[Region pointing data]
════

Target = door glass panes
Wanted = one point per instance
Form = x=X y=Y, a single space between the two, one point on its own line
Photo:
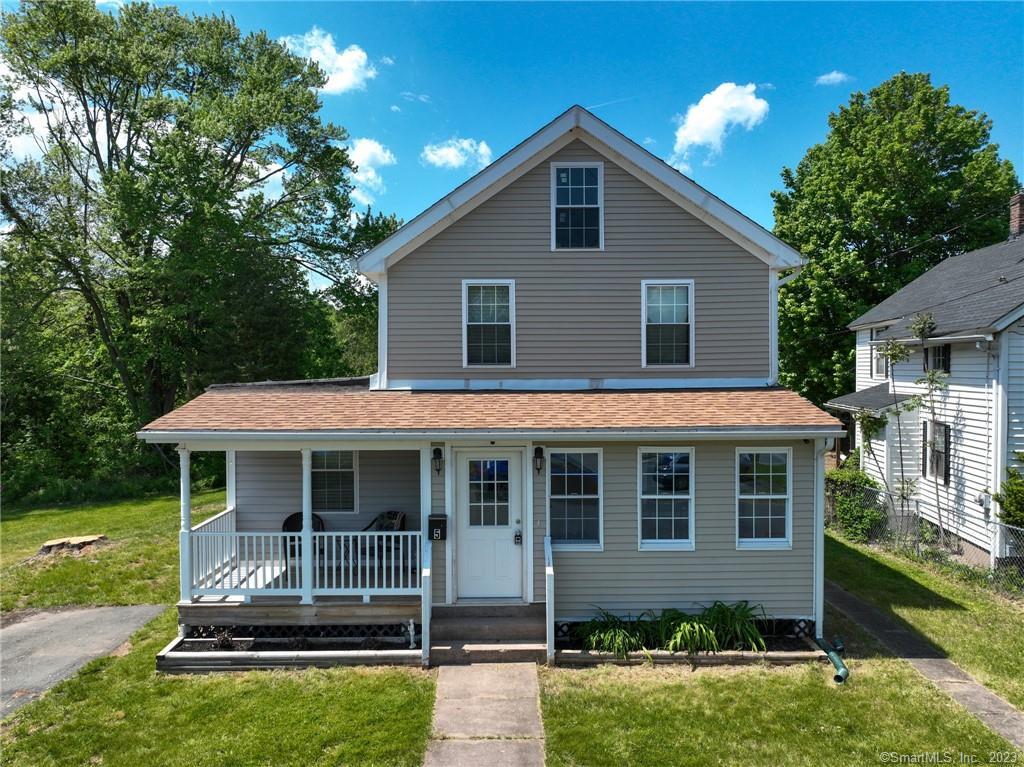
x=488 y=493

════

**EXERCISE BRIEF:** With the images left out, set down each record exactly as it appears.

**ANSWER TO THIS TASK:**
Target = door glass panes
Wanted = one point per instance
Form = x=X y=Y, a single space between the two, one point on its own line
Photo:
x=488 y=493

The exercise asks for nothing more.